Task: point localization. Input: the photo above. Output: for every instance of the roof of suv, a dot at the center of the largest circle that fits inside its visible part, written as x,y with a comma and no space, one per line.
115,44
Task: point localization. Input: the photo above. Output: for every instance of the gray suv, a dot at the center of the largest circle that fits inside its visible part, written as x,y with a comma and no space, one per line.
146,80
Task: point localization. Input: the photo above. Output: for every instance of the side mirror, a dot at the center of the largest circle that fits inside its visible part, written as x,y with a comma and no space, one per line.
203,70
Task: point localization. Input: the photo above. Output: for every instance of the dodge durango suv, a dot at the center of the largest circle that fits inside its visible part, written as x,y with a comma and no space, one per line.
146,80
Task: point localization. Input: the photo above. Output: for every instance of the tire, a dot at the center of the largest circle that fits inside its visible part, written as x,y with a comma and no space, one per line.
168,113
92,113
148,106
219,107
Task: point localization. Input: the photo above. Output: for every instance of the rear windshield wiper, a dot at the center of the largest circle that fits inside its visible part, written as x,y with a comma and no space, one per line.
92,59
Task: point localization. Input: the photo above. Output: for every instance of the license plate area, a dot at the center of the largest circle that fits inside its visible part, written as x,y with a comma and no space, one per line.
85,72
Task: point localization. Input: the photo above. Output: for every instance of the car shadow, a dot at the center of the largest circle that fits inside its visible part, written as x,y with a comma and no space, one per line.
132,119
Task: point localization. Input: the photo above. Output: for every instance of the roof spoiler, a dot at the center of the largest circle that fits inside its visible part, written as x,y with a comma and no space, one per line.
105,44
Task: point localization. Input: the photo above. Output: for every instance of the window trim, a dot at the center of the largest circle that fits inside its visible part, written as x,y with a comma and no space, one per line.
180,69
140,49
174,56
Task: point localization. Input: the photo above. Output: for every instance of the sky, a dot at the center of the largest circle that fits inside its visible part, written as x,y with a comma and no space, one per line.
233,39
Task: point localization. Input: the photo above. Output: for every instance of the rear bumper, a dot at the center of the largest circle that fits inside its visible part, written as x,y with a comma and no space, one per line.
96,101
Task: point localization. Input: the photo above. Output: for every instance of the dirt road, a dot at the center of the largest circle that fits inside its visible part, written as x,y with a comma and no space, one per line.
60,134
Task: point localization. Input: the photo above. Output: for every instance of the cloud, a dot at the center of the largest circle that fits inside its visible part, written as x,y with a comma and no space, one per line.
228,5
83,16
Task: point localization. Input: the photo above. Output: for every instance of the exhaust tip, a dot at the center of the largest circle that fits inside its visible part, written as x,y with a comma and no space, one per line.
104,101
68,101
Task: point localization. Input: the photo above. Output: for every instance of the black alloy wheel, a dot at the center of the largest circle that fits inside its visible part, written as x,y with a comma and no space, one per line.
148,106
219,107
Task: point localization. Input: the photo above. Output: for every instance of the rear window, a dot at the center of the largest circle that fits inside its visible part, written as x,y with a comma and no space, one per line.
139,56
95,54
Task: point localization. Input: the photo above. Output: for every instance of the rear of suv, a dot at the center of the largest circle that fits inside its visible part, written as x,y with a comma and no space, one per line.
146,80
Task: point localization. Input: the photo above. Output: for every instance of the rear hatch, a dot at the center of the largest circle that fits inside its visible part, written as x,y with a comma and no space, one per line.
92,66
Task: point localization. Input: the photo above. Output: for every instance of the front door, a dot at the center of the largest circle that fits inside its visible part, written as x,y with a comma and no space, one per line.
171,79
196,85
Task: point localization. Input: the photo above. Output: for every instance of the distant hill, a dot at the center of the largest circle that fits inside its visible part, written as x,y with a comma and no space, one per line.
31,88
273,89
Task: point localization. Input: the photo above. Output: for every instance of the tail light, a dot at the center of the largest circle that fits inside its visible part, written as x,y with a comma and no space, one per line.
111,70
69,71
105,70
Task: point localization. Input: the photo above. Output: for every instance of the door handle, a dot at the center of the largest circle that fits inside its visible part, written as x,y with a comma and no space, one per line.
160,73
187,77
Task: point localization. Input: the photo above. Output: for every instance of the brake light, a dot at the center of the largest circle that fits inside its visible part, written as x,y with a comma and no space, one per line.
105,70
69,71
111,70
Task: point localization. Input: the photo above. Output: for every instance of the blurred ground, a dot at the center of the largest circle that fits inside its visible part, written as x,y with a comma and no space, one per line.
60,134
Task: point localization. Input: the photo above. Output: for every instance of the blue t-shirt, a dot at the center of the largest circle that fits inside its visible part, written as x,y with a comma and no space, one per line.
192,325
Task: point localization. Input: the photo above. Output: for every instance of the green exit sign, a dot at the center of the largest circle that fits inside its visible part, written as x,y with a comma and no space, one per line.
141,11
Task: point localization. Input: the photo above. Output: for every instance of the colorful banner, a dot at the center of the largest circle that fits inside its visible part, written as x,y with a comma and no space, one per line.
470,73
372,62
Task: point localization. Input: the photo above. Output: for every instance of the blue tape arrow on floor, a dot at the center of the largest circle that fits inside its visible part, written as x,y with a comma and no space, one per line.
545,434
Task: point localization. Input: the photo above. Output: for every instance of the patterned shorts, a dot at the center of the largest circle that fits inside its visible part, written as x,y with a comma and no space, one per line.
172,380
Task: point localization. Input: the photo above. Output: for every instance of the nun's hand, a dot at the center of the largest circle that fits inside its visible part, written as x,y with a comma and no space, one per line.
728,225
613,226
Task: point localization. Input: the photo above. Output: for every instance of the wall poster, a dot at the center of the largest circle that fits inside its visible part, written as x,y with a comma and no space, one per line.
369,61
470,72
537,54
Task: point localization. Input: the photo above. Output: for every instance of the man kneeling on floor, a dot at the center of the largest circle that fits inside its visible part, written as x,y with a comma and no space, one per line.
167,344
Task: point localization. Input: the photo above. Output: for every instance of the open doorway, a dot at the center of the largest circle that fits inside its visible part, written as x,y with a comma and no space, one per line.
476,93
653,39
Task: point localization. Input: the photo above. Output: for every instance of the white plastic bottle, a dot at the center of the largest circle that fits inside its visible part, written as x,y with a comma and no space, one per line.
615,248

--

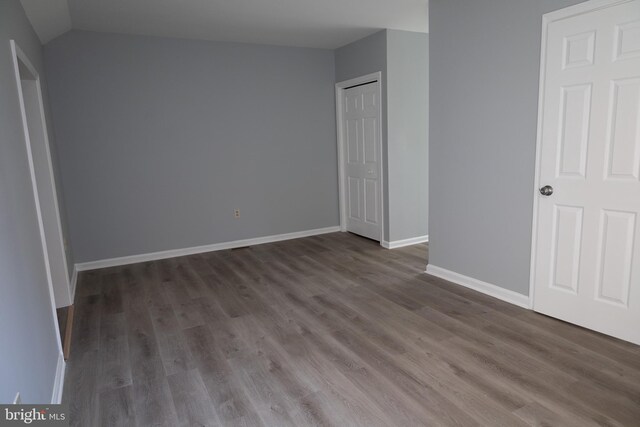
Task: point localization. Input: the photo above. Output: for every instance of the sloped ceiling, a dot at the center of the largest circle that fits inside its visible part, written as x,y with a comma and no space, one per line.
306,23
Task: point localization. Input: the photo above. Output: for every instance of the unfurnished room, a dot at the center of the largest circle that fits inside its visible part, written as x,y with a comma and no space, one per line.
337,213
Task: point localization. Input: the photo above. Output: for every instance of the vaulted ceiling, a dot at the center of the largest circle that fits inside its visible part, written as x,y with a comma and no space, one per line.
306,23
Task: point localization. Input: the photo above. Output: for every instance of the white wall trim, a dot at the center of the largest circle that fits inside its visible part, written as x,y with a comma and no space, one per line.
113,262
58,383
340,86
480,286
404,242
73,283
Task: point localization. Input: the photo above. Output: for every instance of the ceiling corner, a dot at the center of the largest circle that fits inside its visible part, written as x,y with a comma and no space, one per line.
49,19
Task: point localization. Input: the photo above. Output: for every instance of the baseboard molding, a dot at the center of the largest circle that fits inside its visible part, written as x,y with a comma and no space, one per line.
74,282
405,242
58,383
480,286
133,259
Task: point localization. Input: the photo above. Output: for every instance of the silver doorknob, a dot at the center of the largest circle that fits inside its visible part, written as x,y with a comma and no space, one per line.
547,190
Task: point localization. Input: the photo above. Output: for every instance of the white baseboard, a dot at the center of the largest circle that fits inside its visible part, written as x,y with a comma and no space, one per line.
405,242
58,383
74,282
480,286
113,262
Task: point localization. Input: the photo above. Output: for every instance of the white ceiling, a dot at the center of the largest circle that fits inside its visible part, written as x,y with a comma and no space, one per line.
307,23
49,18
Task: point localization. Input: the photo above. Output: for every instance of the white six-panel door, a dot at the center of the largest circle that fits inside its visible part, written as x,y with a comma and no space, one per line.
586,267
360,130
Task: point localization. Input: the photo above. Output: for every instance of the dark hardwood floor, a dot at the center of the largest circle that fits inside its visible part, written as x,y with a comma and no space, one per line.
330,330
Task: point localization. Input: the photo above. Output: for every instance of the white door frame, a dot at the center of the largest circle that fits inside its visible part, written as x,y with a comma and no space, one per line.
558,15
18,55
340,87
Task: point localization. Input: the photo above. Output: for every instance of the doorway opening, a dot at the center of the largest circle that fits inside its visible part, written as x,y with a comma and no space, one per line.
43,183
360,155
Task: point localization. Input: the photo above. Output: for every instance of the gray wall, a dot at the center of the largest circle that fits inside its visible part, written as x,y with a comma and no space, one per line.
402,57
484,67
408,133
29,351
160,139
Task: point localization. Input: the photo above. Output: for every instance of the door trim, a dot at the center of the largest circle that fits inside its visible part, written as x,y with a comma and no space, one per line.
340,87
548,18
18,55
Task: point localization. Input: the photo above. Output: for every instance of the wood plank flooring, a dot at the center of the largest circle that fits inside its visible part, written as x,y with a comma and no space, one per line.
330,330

--

= EXERCISE TASK =
Return every line in the rows above that contains the word "gray", copying each such line in full.

= CORRECT RESULT =
Task: point localization. Input: the photo above. Output: for every instance of the gray suv, a dot at the center of the largest circle that fits inside its visible part, written as x,y with a comma and no space, one per line.
Task: point localization. Input: the photo above. Output: for every instance of the gray wall, a dot at the center of the largest circle that fits inside its visible part, written as x,y with a comma and no space, one per line.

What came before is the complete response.